_Provided information_
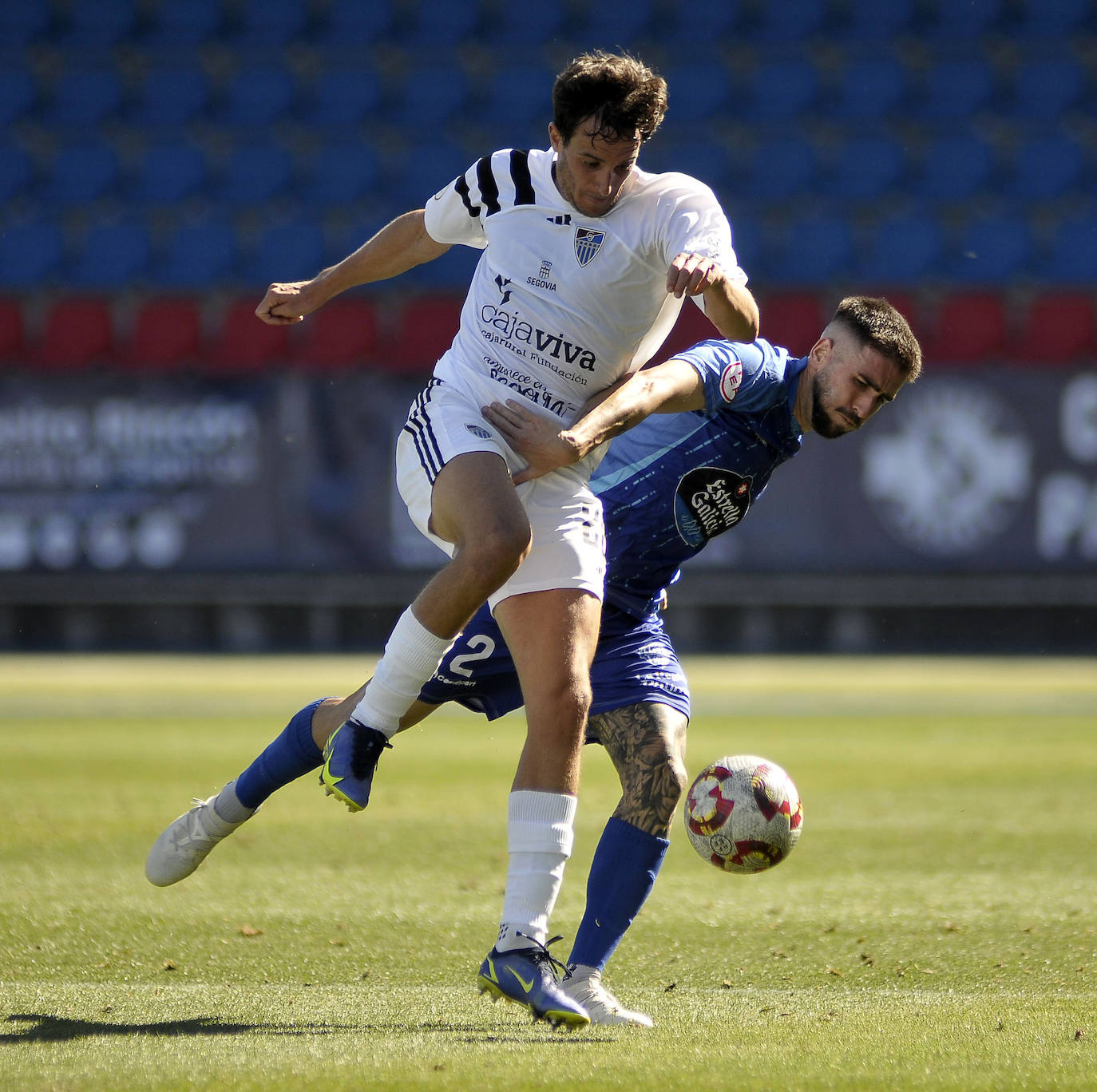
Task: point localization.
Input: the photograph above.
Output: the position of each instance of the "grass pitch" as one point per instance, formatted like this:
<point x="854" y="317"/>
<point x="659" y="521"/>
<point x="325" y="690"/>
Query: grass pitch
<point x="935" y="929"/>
---
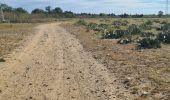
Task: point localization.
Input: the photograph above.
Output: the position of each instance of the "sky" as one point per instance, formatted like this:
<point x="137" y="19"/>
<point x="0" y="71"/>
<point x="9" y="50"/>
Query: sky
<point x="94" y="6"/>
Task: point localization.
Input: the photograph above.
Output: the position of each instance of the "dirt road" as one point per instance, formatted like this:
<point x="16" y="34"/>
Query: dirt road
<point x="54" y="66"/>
==
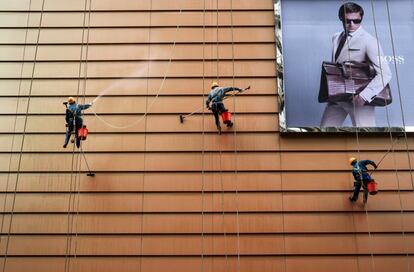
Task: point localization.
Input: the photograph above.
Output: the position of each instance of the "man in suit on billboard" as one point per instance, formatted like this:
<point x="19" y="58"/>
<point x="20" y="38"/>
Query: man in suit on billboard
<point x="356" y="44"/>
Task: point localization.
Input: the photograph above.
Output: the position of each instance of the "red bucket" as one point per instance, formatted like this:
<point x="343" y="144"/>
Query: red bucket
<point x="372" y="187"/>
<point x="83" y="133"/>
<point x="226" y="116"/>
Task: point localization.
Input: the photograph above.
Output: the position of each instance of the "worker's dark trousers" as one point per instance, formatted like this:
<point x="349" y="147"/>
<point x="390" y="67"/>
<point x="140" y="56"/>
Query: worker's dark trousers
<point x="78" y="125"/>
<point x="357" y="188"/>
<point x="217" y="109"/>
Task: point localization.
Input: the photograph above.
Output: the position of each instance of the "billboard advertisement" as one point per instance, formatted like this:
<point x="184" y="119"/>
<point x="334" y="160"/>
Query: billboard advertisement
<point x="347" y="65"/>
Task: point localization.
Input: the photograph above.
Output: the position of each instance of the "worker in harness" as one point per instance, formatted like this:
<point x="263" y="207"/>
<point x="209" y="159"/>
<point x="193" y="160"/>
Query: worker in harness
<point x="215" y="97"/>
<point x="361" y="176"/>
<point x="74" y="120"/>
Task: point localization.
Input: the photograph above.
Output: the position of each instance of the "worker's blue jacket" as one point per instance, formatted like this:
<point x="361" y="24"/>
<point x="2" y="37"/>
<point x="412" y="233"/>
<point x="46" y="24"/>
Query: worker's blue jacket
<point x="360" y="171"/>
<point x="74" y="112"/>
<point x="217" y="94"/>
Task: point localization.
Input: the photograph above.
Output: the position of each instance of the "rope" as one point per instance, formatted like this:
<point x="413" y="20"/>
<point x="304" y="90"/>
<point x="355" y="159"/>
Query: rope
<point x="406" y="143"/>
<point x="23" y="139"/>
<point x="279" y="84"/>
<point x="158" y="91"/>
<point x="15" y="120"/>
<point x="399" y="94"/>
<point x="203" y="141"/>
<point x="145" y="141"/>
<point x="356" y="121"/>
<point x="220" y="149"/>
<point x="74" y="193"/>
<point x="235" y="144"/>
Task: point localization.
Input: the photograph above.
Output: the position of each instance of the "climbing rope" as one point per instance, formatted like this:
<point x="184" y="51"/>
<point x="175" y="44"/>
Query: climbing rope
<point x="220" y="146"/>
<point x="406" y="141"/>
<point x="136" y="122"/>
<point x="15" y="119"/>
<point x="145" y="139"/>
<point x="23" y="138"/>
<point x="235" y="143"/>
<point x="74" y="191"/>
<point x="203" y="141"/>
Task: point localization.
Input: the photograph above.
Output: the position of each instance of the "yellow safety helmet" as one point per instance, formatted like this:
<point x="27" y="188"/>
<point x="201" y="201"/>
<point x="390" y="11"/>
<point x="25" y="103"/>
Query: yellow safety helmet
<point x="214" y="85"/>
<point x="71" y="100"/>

_Problem to work on_
In the entries above, find every line with the word "like" and list it.

_Solution to the exercise_
Output: the position of each instance of the "grass pitch" as one point per instance, formatted like this:
Output: the position of each instance of the "sky" as one point per instance, formatted like this:
Output: the position of each instance of the "dirt road" as one point per instance, formatted like this:
Output: the position of each instance of the "man in suit on billboard" as one point per instance, formatted like this:
Output: the position of each instance of the "red bucket" as one point per instance, formatted like this:
Output: the position of each instance of the "worker's dark trousers" as one point per instance, formatted like this:
Output: the position of each instance of the "billboard advertisement" as one point per instance, formatted like this:
Output: the position of each instance of the "worker in harness" as one point per instance, formatted like this:
Output: the position of each instance of the "worker's blue jacket" as one point per instance, formatted like this:
Output: the position of each instance of the "rope" as one point per instance, formatted like this:
Output: the position of each instance of the "climbing rope" as one point per instance, formatted like this:
Output: the position of each instance of the "yellow safety helmet" as one point per instance, formatted like this:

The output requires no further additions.